From: Jakub Kicinski <kuba@kernel.org>
To: Dipayaan Roy <dipayanroy@linux.microsoft.com>
Cc: kys@microsoft.com, haiyangz@microsoft.com, wei.liu@kernel.org,
decui@microsoft.com, andrew+netdev@lunn.ch, davem@davemloft.net,
edumazet@google.com, pabeni@redhat.com, leon@kernel.org,
longli@microsoft.com, kotaranov@microsoft.com, horms@kernel.org,
shradhagupta@linux.microsoft.com, ssengar@linux.microsoft.com,
ernis@linux.microsoft.com, shirazsaleem@microsoft.com,
linux-hyperv@vger.kernel.org, netdev@vger.kernel.org,
linux-kernel@vger.kernel.org, linux-rdma@vger.kernel.org,
dipayanroy@microsoft.com
Subject: Re: [PATCH net-next, v3] net: mana: Force full-page RX buffers for 4K page size on specific systems.
Date: Fri, 20 Mar 2026 17:29:08 -0700 [thread overview]
Message-ID: <20260320172908.1840229d@kernel.org> (raw)
In-Reply-To: <ab2T8LgRiDHDIUHV@linuxonhyperv3.guj3yctzbm1etfxqx2vob5hsef.xx.internal.cloudapp.net>
On Fri, 20 Mar 2026 11:37:36 -0700 Dipayaan Roy wrote:
> On Sat, Mar 14, 2026 at 12:50:53PM -0700, Jakub Kicinski wrote:
> > On Tue, 10 Mar 2026 21:00:49 -0700 Dipayaan Roy wrote:
> > > On certain systems configured with 4K PAGE_SIZE, utilizing page_pool
> > > fragments for RX buffers results in a significant throughput regression.
> > > Profiling reveals that this regression correlates with high overhead in the
> > > fragment allocation and reference counting paths on these specific
> > > platforms, rendering the multi-buffer-per-page strategy counterproductive.
> >
> > Can you say more ? We could technically take two references on the page
> > right away if MTU is small and avoid some of the cost.
>
> There is a 15-20% shortfall in achieving line rate for MANA (180+ Gbps)

Problems.
(a) In the patch discussion, repeat word for word the passage that begins with the words "From: Jakub Kicinski" and ends with "Message-ID: <20260320172908.1840229d@kernel.org> (raw)".
(b) Reproduce the records exactly, beginning with the line containing "Target: blue sky" and ending with the line containing "x=83, y=195", both lines included. Leave out the pictures.

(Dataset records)
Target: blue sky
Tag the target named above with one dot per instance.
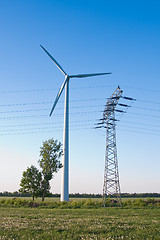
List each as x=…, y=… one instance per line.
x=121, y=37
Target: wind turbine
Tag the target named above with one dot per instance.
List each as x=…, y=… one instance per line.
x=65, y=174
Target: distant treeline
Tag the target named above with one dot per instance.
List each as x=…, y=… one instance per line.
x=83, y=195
* * *
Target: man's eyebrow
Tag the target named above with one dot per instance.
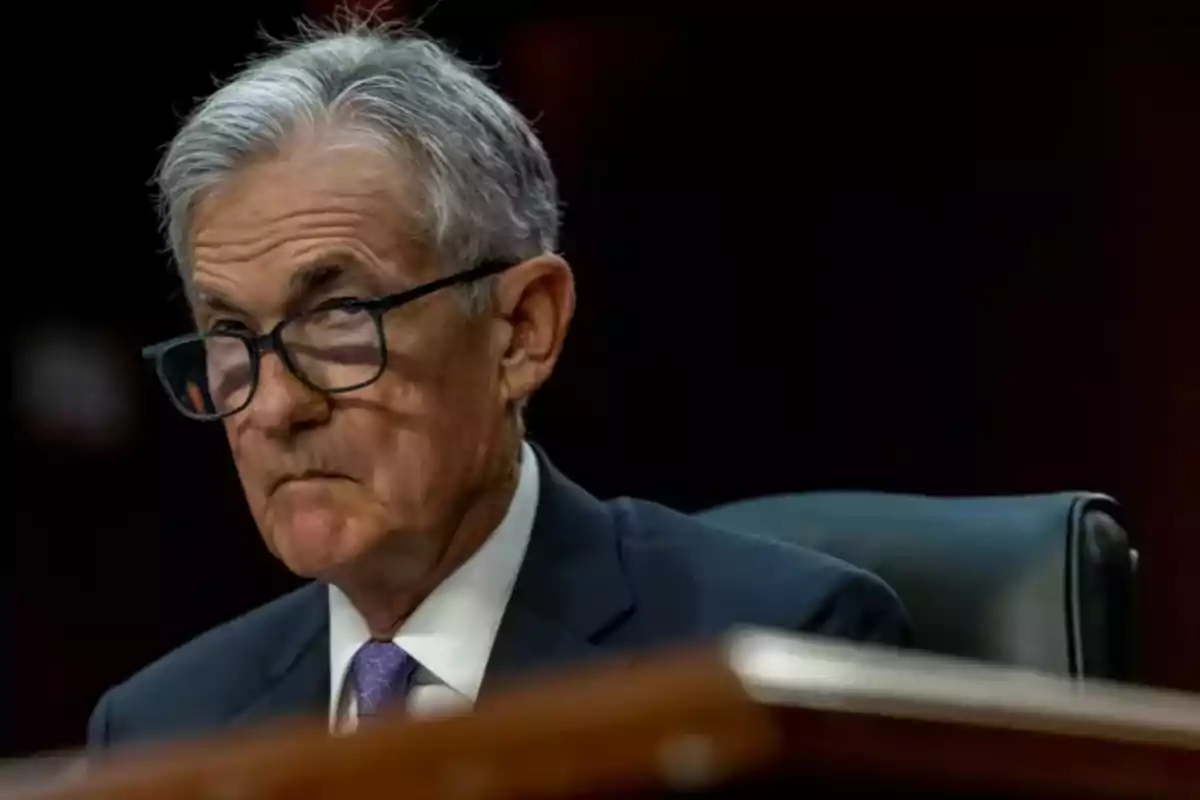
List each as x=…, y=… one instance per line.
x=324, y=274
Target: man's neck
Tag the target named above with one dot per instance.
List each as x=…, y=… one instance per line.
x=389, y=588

Expected responses.
(a)
From: Jakub Kicinski <kuba@kernel.org>
To: Dipayaan Roy <dipayanroy@linux.microsoft.com>
Cc: kys@microsoft.com, haiyangz@microsoft.com, wei.liu@kernel.org,
decui@microsoft.com, andrew+netdev@lunn.ch, davem@davemloft.net,
edumazet@google.com, pabeni@redhat.com, leon@kernel.org,
longli@microsoft.com, kotaranov@microsoft.com, horms@kernel.org,
shradhagupta@linux.microsoft.com, ssengar@linux.microsoft.com,
ernis@linux.microsoft.com, shirazsaleem@microsoft.com,
linux-hyperv@vger.kernel.org, netdev@vger.kernel.org,
linux-kernel@vger.kernel.org, linux-rdma@vger.kernel.org,
dipayanroy@microsoft.com
Subject: Re: [PATCH net-next, v3] net: mana: Force full-page RX buffers for 4K page size on specific systems.
Date: Fri, 20 Mar 2026 17:29:08 -0700 [thread overview]
Message-ID: <20260320172908.1840229d@kernel.org> (raw)

(b)
Target: blue sky
Tag the target named above with one dot per instance.
List each as x=…, y=… one instance per line.
x=121, y=37
Target: wind turbine
Tag the target named above with one dot per instance.
List each as x=…, y=… one instance per line.
x=65, y=174
Target: distant treeline
Tag the target named above with one dot per instance.
List each as x=…, y=… one instance per line.
x=83, y=195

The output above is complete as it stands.